_Request 1_: In the passage on steady-state force, rewrite the stretch from "Then, the empirical" through "the empirical formula.", swapping "empirical formula" for "fitted formula".
_Request 2_: Translate this sentence from the dimensional analysis passage into Spanish: "In many engineering applications, a multiplicative power-law form has been found to provide a simple yet effective approximation over a limited range of parameters."

The dimensionless parameters are

$${\pi }_1={\displaystyle \frac{F}{{\sigma }_{\mathrm{y}}{t}^2}},{\pi }_2={\displaystyle \frac{r_{\mathrm{die}}-r_0}{t}},{\pi }_3={\displaystyle \frac{r_0}{t}},{\pi }_4=\mu ,{\pi }_5=\cos \alpha$$

Computed from the date of simulation, reference values are

$${\overline{\pi }}_2={\displaystyle \frac{39-35}{6}}=0.66667, {\overline{\pi }}_3={\displaystyle \frac{35}{6}}=5.83333, {\overline{\pi }}_4=0.077 , {\overline{\pi }}_5=\cos {20}^{\circ }=0.93969$$

By fitting each independent parameter with the dependent parameter, as shown in Figure 21, the fitting formulas are

$${({\pi }_{1/2})}_{\overline{3},\overline{4},\overline{5}}=10.95381/{({\displaystyle \frac{r_{\mathrm{die}}-r_0}{t}})}^{-0.57935} R=0.98380$$

(5)

$${({\pi }_{1/3})}_{\overline{2},\overline{4},\overline{5}}=0.31272{\displaystyle \frac{r_0}{t}}+10.93343 R=0.99137$$

(6)

$${({\pi }_{1/4})}_{\overline{2},\overline{3},\overline{5}}=32.42292\mu +10.11665 R=0.99952$$

(7)

$${({\pi }_{1/5})}_{\overline{2},\overline{3},\overline{4}}=-642.7313{\cos }^2\alpha +1179.3983\cos \alpha -525.2865 R=0.97327$$

(8)

According to Buckingham’s Π theorem, dimensional analysis can only identify the relevant dimensionless groups that govern a given phenomenon; it does not prescribe any specific functional form relating them. Consequently, the exact relationship between these groups must be determined. In many engineering applications, a multiplicative power-law form has been found to provide a simple yet effective approximation over a limited range of parameters. Following this empirical practice, we postulate the following power-law relationships for the dimensionless groups identified above:

$${\pi }_1={\displaystyle \frac{{({\pi }_{1/2})}_{\overline{3},\overline{4},\overline{5}}{({\pi }_{1/3})}_{\overline{2},\overline{4},\overline{5}}{({\pi }_{1/4})}_{\overline{2},\overline{3},\overline{5}}{({\pi }_{1/5})}_{\overline{2},\overline{3},\overline{4}}}{f{({\overline{\pi }}_2,{\overline{\pi }}_3,{\overline{\pi }}_4,{\overline{\pi }}_5)}^3}}$$

(9)

where $f\left({\overline{\pi }}_2,{\overline{\pi }}_3,{\overline{\pi }}_4,{\overline{\pi }}_5\right)=12.1$.

Then, the empirical formula of steady-state force in steady-state could be obtained:

$$\begin{array}{l}F={\displaystyle \frac{{\sigma }_y\cdot t^2}{1771.561}}\left(32.42292\mu +10.11665\right)\times \left[10.95381{({\displaystyle \frac{r_{\mathrm{die}}-r_0}{t}})}^{0.5793}\right]\times \\ \left(0.31272{\displaystyle \frac{r_0}{t}}+10.93343\right)\times \left(-642.7313{\cos }^2\alpha +1179.3983\cos \alpha -525.2865\right)\end{array}$$

(10)

Comparing the steady-state force obtained from dynamic tests and theoretical analysis, as shown in

Table 8. Comparison of steady-state force between experimental measurements and predictions from the empirical formula.

_Available data_:
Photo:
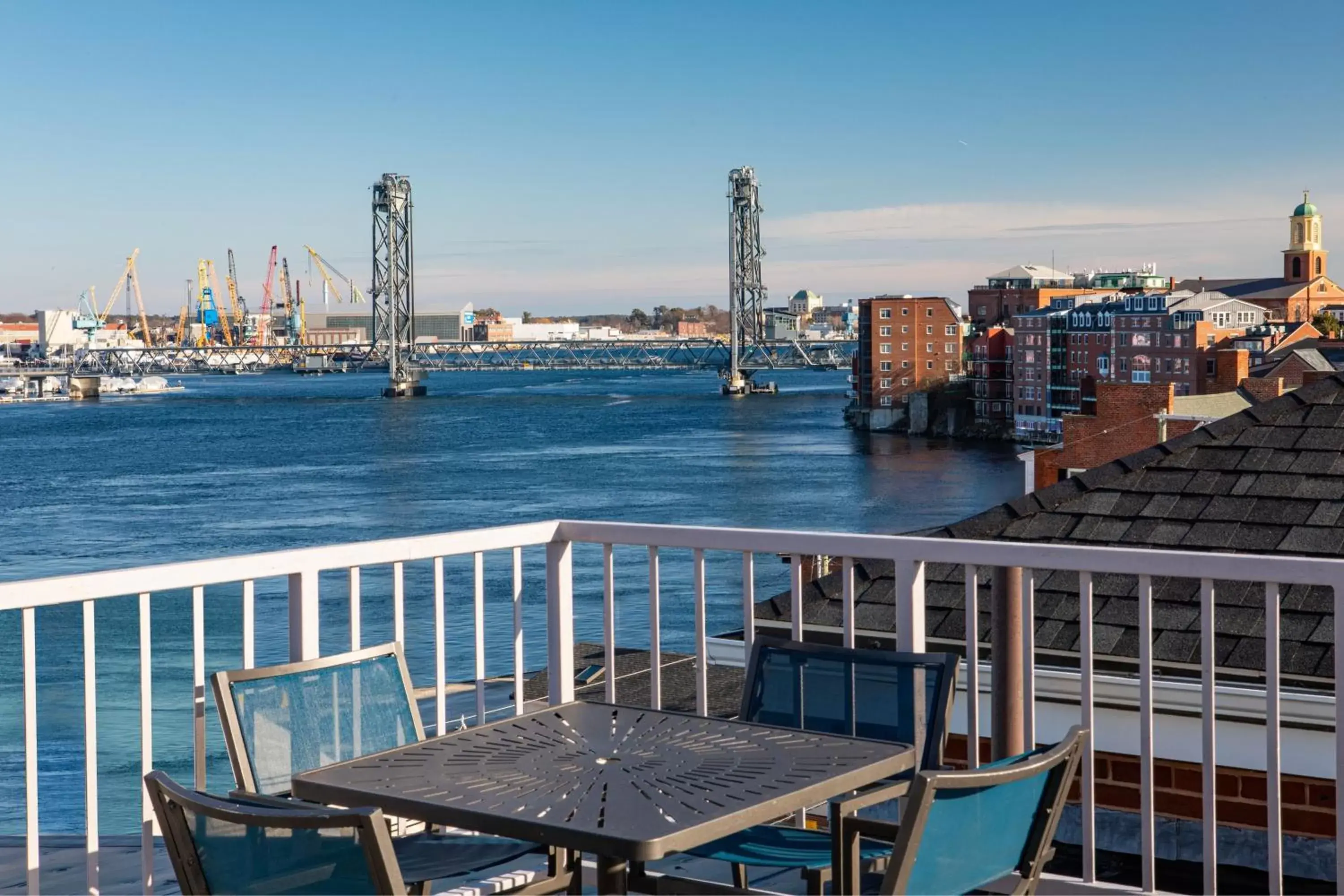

_Full answer 1_:
Then, the fitted formula of steady-state force in steady-state could be obtained:

$$\begin{array}{l}F={\displaystyle \frac{{\sigma }_y\cdot t^2}{1771.561}}\left(32.42292\mu +10.11665\right)\times \left[10.95381{({\displaystyle \frac{r_{\mathrm{die}}-r_0}{t}})}^{0.5793}\right]\times \\ \left(0.31272{\displaystyle \frac{r_0}{t}}+10.93343\right)\times \left(-642.7313{\cos }^2\alpha +1179.3983\cos \alpha -525.2865\right)\end{array}$$

(10)

Comparing the steady-state force obtained from dynamic tests and theoretical analysis, as shown in

Table 8. Comparison of steady-state force between experimental measurements and predictions from the fitted formula.

_Full answer 2_: En muchas aplicaciones de ingeniería, se ha comprobado que una forma multiplicativa de ley de potencias proporciona una aproximación sencilla pero eficaz dentro de un rango limitado de parámetros.